◆ Aim ◆
Extract every line of the items below that contains the word "wooden", and copy each such line as it appears.

◆ Input material ◆
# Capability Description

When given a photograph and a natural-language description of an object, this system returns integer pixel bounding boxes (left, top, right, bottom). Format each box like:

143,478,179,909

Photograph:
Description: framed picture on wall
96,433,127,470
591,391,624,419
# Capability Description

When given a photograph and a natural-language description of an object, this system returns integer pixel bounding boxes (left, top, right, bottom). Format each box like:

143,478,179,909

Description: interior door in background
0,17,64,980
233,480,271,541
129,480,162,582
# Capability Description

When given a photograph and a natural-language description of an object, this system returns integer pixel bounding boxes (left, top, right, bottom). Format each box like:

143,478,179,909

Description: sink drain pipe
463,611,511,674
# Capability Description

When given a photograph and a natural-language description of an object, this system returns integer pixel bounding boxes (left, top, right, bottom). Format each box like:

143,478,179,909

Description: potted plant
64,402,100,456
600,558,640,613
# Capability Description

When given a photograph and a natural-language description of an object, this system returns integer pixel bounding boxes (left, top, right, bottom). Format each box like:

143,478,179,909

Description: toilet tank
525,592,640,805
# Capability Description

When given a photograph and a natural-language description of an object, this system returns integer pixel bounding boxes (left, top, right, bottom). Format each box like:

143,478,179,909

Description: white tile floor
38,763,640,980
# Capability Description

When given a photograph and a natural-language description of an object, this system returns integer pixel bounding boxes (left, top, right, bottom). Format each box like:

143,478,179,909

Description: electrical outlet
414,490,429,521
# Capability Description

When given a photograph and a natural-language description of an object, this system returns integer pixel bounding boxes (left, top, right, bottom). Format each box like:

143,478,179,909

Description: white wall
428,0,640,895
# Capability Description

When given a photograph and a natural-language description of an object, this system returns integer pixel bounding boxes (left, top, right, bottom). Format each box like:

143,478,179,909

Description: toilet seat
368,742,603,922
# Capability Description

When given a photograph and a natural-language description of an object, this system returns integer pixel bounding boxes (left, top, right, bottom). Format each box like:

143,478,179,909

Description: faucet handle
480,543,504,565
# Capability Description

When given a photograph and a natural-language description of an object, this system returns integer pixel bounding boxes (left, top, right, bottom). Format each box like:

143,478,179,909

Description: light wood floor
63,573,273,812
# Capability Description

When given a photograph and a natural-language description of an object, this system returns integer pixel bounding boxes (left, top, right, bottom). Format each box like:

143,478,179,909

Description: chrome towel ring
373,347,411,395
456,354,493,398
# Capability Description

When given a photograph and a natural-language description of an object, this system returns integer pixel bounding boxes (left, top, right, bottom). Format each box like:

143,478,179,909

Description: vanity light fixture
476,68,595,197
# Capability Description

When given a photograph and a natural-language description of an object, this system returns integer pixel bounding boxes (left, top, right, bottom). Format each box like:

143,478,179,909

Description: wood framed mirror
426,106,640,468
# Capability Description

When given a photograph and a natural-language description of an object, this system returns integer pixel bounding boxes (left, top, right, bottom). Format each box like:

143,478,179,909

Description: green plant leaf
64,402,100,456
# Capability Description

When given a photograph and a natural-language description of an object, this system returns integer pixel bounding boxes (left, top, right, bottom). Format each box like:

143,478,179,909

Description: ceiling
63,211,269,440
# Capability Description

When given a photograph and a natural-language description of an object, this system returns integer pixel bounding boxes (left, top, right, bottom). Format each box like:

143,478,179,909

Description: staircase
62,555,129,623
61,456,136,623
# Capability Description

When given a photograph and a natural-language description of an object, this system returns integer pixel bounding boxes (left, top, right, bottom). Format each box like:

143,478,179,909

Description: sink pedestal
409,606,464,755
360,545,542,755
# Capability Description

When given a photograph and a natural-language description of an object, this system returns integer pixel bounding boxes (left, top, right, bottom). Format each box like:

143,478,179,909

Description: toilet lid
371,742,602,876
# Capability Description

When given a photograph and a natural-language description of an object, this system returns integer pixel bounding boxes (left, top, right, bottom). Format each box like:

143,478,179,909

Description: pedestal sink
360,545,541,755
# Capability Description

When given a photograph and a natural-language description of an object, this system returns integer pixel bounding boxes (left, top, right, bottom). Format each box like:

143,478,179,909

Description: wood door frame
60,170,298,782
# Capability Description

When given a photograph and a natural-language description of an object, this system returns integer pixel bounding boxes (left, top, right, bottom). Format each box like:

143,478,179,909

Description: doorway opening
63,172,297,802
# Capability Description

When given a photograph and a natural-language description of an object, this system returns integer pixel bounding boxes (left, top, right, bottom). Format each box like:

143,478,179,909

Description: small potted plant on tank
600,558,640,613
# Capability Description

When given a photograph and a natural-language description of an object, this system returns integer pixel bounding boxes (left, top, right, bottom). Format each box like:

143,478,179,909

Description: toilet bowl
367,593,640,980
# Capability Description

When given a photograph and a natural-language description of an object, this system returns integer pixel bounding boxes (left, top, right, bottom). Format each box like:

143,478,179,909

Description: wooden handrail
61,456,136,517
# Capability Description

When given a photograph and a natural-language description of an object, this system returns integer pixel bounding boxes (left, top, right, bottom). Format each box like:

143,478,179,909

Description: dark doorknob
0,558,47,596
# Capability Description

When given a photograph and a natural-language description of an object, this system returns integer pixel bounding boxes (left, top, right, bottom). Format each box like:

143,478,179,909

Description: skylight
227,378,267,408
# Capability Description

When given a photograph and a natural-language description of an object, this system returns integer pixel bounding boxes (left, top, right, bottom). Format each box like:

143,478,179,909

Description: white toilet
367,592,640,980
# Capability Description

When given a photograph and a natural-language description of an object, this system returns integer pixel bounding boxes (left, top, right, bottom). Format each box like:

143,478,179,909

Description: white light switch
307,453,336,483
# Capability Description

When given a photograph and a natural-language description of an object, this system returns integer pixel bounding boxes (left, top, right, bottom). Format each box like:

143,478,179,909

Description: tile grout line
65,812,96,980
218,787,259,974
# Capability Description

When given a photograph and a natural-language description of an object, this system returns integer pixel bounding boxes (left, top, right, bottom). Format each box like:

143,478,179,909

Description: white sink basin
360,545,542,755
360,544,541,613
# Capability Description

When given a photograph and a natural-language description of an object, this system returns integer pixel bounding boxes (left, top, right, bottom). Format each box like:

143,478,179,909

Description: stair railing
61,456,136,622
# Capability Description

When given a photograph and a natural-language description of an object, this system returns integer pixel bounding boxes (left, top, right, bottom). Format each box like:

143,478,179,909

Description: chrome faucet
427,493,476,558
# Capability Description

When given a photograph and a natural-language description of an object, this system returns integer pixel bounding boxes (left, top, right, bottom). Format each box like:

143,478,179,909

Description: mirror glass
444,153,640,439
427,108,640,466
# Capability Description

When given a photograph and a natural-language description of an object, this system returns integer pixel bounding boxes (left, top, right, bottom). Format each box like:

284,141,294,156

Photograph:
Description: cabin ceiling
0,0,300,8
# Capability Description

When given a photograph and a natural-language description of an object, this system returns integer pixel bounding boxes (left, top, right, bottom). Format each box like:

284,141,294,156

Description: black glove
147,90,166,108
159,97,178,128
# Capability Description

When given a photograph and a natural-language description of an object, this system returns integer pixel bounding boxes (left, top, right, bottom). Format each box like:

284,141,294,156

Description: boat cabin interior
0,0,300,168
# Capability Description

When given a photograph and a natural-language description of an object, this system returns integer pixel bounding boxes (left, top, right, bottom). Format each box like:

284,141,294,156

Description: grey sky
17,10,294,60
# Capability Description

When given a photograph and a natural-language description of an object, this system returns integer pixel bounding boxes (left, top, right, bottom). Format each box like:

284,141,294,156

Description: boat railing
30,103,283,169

...

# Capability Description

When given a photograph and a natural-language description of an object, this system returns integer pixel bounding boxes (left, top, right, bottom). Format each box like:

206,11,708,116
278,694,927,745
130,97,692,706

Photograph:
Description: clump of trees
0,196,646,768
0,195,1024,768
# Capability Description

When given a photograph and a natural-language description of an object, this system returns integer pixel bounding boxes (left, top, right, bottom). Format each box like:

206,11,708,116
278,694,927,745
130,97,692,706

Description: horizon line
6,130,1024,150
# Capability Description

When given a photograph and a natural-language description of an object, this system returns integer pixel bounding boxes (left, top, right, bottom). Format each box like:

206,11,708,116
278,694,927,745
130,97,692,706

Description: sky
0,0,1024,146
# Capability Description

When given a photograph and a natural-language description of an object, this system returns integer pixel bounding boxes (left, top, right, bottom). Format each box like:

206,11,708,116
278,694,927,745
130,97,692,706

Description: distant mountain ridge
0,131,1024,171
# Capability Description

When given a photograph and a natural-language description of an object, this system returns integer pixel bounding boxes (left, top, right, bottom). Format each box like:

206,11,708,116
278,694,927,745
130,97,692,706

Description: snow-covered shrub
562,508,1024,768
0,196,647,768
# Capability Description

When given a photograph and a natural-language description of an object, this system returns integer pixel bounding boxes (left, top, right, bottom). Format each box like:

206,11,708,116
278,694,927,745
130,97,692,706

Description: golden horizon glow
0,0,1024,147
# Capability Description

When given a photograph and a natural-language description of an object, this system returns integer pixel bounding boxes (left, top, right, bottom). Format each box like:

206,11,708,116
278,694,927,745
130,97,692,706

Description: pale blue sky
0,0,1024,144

...

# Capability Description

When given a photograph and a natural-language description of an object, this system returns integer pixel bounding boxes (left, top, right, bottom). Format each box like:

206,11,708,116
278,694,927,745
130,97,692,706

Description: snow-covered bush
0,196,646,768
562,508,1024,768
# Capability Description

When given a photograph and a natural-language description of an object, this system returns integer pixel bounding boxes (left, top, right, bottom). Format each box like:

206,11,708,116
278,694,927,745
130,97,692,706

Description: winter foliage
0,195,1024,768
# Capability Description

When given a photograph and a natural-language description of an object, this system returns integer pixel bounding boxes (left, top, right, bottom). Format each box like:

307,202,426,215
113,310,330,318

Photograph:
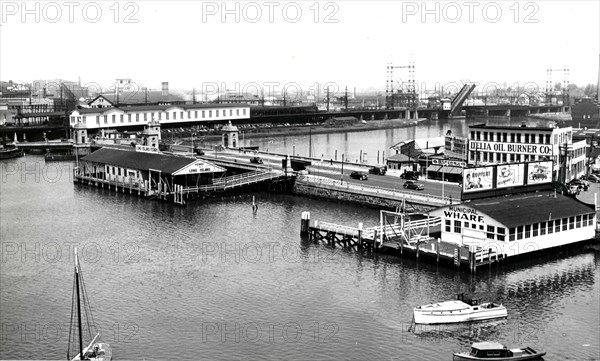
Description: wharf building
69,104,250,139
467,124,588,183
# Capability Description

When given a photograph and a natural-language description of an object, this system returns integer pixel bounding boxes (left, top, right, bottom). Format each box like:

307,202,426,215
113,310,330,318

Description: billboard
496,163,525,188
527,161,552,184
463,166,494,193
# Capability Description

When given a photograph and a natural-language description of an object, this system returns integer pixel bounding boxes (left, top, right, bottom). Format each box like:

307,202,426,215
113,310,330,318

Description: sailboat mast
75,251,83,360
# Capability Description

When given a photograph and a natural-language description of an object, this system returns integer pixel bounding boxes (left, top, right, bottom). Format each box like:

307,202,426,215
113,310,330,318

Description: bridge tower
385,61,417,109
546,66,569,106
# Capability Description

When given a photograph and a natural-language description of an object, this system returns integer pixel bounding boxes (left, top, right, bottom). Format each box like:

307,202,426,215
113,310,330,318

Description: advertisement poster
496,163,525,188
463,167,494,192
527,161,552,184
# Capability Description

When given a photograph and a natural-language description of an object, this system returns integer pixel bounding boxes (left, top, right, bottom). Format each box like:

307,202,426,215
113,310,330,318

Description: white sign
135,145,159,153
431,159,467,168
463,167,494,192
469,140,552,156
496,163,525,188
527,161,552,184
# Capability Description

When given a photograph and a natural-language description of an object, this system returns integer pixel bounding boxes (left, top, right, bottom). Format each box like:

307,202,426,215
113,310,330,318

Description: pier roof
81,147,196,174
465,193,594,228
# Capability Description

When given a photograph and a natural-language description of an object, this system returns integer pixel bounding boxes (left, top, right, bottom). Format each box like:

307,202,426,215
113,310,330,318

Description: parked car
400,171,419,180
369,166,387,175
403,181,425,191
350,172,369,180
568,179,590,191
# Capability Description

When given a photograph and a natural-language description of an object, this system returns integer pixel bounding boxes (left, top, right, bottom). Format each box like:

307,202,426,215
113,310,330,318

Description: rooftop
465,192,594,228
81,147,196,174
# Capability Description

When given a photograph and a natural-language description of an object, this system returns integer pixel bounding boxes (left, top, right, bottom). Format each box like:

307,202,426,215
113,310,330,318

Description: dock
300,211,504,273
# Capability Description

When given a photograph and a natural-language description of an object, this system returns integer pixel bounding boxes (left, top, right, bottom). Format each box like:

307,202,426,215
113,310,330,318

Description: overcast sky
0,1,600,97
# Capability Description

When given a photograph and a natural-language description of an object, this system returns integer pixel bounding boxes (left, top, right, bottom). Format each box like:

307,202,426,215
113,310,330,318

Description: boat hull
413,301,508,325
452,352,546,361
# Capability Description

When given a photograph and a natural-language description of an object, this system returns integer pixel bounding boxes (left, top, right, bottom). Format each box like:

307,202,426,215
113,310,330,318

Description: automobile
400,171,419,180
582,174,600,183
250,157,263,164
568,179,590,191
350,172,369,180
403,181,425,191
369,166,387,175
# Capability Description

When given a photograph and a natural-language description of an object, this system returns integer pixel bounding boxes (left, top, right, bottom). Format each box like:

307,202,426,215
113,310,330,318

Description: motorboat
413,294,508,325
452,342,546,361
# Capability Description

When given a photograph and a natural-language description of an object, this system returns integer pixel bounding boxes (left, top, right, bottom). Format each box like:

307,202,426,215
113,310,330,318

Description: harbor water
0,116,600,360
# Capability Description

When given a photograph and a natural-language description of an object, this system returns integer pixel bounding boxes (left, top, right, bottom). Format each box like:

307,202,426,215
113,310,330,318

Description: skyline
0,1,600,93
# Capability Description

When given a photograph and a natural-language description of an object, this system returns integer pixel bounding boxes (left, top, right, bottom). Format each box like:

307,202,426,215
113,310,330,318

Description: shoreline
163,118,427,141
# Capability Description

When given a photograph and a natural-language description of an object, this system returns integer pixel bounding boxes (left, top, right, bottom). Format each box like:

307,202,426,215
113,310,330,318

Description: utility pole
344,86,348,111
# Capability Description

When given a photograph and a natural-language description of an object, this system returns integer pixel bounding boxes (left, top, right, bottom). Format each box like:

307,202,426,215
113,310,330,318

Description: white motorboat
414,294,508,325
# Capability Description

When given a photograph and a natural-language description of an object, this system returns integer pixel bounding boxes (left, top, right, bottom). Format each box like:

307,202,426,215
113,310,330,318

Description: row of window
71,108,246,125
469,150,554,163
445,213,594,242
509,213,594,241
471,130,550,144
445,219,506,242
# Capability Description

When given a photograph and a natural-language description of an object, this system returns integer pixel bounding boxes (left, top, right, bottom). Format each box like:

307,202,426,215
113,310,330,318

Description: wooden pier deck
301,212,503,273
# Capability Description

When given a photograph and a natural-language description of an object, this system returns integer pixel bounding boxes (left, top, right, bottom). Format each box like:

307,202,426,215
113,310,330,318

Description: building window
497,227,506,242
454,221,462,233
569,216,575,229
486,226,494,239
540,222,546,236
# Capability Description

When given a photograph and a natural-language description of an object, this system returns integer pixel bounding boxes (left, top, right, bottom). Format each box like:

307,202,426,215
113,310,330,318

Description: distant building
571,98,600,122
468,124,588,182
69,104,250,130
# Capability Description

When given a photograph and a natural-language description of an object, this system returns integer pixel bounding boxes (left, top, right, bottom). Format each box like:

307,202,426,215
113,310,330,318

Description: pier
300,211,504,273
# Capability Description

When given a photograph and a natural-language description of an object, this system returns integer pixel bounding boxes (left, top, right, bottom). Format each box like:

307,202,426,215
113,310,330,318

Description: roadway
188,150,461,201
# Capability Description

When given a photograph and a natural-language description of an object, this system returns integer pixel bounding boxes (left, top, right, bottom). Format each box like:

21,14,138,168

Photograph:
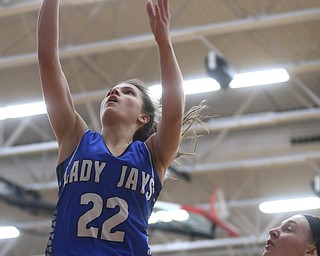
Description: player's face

◆ Full solution ◆
Description: wooden handrail
Description: wooden pier deck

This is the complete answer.